Exercices à réaliser
• 1. Répondez à ces questions sur l'extrait consacré au costume nuptial algérien :
(a) À quel vêtement compare-t-on souvent la forme du costume nuptial vers le Hoggar ?
(b) Qu'est-ce qui, bien plus que les bijoux, donne à la mariée toute sa splendeur ?
(c) Par quoi s'explique la sobriété du costume dans les dunes du grand erg ?
• 2. Donnez la suite de l'extrait consacré au costume nuptial algérien, en reprenant après sa dernière phrase.

Plus au sud, vers le Hoggar par exemple, le costume nuptial reste sobre dans sa forme souvent comparée au sari indien. Le vêtement est importé des pays frontaliers, ce qui explique la manière africaine de le mettre. La complexité réside plutôt dans l’étoffe qui est riche et particulièrement élaborée. Et bien plus que les bijoux, le maquillage au harkous et le henné donnent à la mariée toute sa splendeur. Dans les dunes du grand erg, la cérémonie des noces et les rituels qu’elles impliquent comptent plus que tout. La sobriété du costume s’explique par la complexité de la vie dans cette région aride. Aujourd’hui, même si des parties entières tendent à disparaitrais des costumes nuptiaux algériens- pour différentes considérations extérieures- on enregistre un retour certain vers les traditions et un grand intérêt pour les tenues de chaque région.

Données
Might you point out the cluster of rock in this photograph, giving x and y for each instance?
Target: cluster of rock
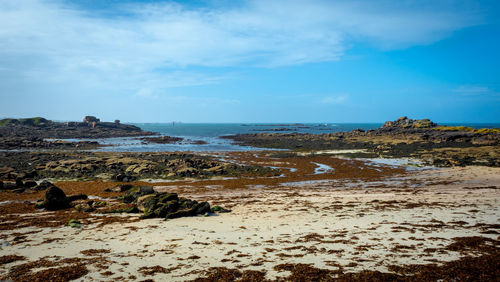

Réponses par exercice
• 1.
(a) Au sari indien.
(b) Le maquillage au harkous et le henné.
(c) Par la complexité de la vie dans cette région aride.

• 2.
Ainsi, les cérémonies de mariage ont souvent perdu leurs rites au point de se ressembler. Cependant, les jeunes femmes d’aujourd’hui ne se contentent pas de porter le costume de leur région et préfère faire une tesdira avec toutes les grandes tenues algériennes. C’est un peu rendre hommage au patrimoine et surtout, le préserver.

Zineb Merzouk

Sources :

  1. Leila Belkaïd : «Costumes d’Algérie ». Editions du Layeur, 2003.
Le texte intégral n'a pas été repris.